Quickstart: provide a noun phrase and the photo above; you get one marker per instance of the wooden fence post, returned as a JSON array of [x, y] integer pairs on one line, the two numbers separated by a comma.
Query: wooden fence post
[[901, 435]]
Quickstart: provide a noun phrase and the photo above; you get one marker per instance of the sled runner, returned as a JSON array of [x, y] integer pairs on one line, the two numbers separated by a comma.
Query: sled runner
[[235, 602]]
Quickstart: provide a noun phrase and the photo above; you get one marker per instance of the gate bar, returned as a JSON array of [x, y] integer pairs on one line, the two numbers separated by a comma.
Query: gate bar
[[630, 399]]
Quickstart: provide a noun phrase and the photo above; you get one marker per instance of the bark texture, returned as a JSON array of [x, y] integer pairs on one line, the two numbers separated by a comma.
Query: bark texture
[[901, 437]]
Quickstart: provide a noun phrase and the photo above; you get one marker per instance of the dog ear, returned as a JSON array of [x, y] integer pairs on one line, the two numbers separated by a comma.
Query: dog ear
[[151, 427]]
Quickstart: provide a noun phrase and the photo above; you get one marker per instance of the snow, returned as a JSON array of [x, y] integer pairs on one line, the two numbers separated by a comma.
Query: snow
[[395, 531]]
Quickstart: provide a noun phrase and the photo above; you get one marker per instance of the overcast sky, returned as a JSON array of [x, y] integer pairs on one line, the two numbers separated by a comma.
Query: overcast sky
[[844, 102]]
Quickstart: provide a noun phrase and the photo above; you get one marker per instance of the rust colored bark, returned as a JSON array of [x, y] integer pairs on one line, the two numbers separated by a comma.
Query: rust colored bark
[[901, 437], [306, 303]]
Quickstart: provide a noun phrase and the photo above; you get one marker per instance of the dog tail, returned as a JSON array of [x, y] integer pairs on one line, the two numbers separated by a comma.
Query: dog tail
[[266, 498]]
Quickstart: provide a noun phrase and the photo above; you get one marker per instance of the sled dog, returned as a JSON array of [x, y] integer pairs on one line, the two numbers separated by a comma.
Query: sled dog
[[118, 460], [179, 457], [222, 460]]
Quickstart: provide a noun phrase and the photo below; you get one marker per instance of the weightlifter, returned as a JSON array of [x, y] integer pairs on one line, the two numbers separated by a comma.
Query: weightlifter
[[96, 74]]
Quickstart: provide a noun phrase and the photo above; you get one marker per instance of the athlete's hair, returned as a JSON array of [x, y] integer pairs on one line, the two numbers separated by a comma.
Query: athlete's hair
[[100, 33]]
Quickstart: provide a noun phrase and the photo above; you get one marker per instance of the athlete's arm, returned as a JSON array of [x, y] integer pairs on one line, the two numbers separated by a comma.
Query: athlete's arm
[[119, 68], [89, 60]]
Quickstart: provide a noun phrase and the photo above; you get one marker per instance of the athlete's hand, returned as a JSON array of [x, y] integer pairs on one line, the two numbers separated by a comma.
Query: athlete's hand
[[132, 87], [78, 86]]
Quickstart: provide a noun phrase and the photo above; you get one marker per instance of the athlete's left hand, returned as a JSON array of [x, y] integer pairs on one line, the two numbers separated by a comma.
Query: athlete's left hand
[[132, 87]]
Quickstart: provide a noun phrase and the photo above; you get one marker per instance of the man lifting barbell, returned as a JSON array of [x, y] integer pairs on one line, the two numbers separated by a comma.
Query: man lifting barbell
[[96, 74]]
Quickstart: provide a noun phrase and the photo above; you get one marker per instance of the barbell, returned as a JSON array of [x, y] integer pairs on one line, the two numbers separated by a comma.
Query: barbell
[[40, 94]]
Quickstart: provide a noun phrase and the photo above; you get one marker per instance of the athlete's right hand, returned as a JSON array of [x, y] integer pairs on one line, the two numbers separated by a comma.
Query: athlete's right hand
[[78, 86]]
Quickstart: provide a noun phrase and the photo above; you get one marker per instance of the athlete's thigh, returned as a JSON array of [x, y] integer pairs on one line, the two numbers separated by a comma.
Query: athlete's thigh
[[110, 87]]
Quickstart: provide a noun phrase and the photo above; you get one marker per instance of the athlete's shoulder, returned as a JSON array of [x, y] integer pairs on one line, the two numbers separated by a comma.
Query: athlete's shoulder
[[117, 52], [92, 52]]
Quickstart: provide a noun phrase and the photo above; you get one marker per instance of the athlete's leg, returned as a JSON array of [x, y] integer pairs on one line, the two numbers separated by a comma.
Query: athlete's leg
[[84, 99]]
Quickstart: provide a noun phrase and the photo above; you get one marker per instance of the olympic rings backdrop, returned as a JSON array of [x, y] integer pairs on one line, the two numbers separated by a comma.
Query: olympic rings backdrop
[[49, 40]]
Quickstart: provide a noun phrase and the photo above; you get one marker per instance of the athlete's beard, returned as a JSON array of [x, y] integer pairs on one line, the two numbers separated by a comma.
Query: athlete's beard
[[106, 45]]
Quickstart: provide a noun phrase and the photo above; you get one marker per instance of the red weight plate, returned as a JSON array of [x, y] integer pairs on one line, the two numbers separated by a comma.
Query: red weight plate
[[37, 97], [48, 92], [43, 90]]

++++

## Task objective:
Convert every line of the listing above into a JSON list of strings, one string per line, leaving out any blank lines.

## Exercise result:
[
  "Quickstart: provide a noun phrase and the photo above; you get one marker per instance of the wooden fence post, returned as a JSON array of [x, y] integer pairs on one line, the two numbers separated by a comma.",
  "Query: wooden fence post",
  "[[901, 435]]",
  "Quickstart: provide a noun phrase and the photo above; you get one marker per instance of the sled runner, returned as a JSON array of [x, y] integer pairs on one line, the two numbers separated by a comma.",
  "Query: sled runner",
  "[[235, 602]]",
  "Quickstart: provide a noun phrase and the photo above; you get one marker per instance of the gate bar, returned as a JSON array of [x, y] integer pairs on one line, the two numbers separated by a comma.",
  "Query: gate bar",
  "[[630, 399]]",
  "Quickstart: provide a noun phrase and the photo above; you get one marker per instance of the bark texture, returned as a JSON array of [x, y] integer pairs on one line, the two numbers separated by a comma.",
  "Query: bark texture",
  "[[901, 437]]",
  "Quickstart: provide a noun phrase and the photo above; you get one marker per instance of the dog ear, returned as a JSON array of [x, y] integer pairs on one line, the two numbers separated by a comma.",
  "Query: dog ear",
  "[[151, 427]]",
  "Quickstart: provide a noun phrase and the photo above; you get one marker per instance of the snow, returned as a JSON array of [x, y] integer pairs on one line, the two numbers separated by a comma.",
  "Query: snow",
  "[[395, 531]]",
  "Quickstart: provide a noun phrase and the photo above; you get one marker per instance of the overcast sky, returned as a JSON array of [x, y] integer pairs on one line, the two numbers separated by a comma.",
  "Query: overcast sky",
  "[[844, 102]]",
  "Quickstart: provide a noun phrase and the photo above; you get one marker per instance of the rust colored bark, returned as a JSON array of [x, y] integer pairs on one line, the two numbers separated by a comma.",
  "Query: rust colored bark",
  "[[901, 437], [306, 303]]",
  "Quickstart: provide a noun phrase and the photo above; you get one marker per instance of the dog tail, returned as a JSON array of [x, y] integer pairs on one line, the two numbers separated by a comma.",
  "Query: dog tail",
  "[[266, 498]]",
  "Quickstart: provide a noun phrase and the photo above; you get one marker per instance of the sled dog, returned as a JSON array of [x, y] integer pairs on one line, the two numbers separated by a comma.",
  "Query: sled dog",
  "[[118, 460], [179, 457], [222, 460]]",
  "Quickstart: provide a noun phrase and the photo below; you get one marker per instance of the weightlifter, returned as a JSON array of [x, y] integer pairs on one line, the two numbers separated by a comma.",
  "Query: weightlifter",
  "[[96, 74]]",
  "Quickstart: provide a noun phrase and the photo above; you get one marker per instance of the athlete's hair, returned as a JSON array of [x, y] integer pairs on one line, the two numbers separated by a comma.",
  "Query: athlete's hair",
  "[[100, 33]]",
  "Quickstart: provide a noun phrase and the photo above; you get one marker per instance of the athlete's arm, returned as a JSON array of [x, y] integer pairs on one line, the two numbers separated by a comma.",
  "Query: athlete's arm",
  "[[119, 68], [89, 60]]",
  "Quickstart: provide a noun phrase and the photo above; you get one marker per instance of the athlete's hand, returned as a JSON array of [x, y] integer pairs on one line, the two numbers separated by a comma.",
  "Query: athlete's hand",
  "[[132, 87], [78, 86]]",
  "Quickstart: provide a noun phrase and the photo above; you get one marker per instance of the athlete's left hand, returned as a JSON array of [x, y] integer pairs on one line, the two numbers separated by a comma.",
  "Query: athlete's left hand",
  "[[132, 87]]",
  "Quickstart: provide a noun phrase and the photo above; you get one marker per instance of the man lifting barbell, returned as a JSON array of [x, y] integer pairs on one line, the two numbers separated by a comma.",
  "Query: man lifting barbell",
  "[[96, 74]]",
  "Quickstart: provide a noun phrase and the photo above; you get one marker per instance of the barbell, returned as a JSON array of [x, y] integer pairs on one line, the two numbers separated by a comma.",
  "Query: barbell",
  "[[40, 94]]",
  "Quickstart: provide a noun phrase and the photo above; you get one marker per instance of the athlete's right hand, returned as a JSON array of [x, y] integer pairs on one line, the two numbers separated by a comma.",
  "Query: athlete's right hand",
  "[[78, 86]]",
  "Quickstart: provide a noun phrase and the photo above; you get one marker per instance of the athlete's thigh, returned as a JSON array of [x, y] integer pairs on one line, the two numbers separated by a comma.",
  "Query: athlete's thigh",
  "[[110, 87]]",
  "Quickstart: provide a noun phrase and the photo above; you get one marker per instance of the athlete's shoulder, returned as a JSON array of [x, y] integer pairs on one line, the two numbers separated by a comma.",
  "Query: athlete's shoulder",
  "[[117, 52], [92, 52]]",
  "Quickstart: provide a noun phrase and the photo above; you get one marker per instance of the athlete's leg, returned as a JSON array of [x, y] integer pairs on one line, the two numbers separated by a comma.",
  "Query: athlete's leg",
  "[[84, 99]]",
  "Quickstart: provide a noun phrase and the photo above; you get one marker per instance of the olympic rings backdrop, returned as a JSON array of [x, y] integer pairs on one line, the two numbers separated by a comma.",
  "Query: olympic rings backdrop",
  "[[49, 40]]",
  "Quickstart: provide a noun phrase and the photo above; you get one marker per instance of the athlete's beard, returned as a JSON array of [x, y] integer pairs on one line, the two numbers separated by a comma.",
  "Query: athlete's beard",
  "[[106, 45]]",
  "Quickstart: provide a noun phrase and the photo above; you get one marker per instance of the red weight plate, returned as a JSON array of [x, y] integer pairs on one line, the two numbers separated by a comma.",
  "Query: red weight plate",
  "[[37, 97], [48, 92], [43, 90]]"
]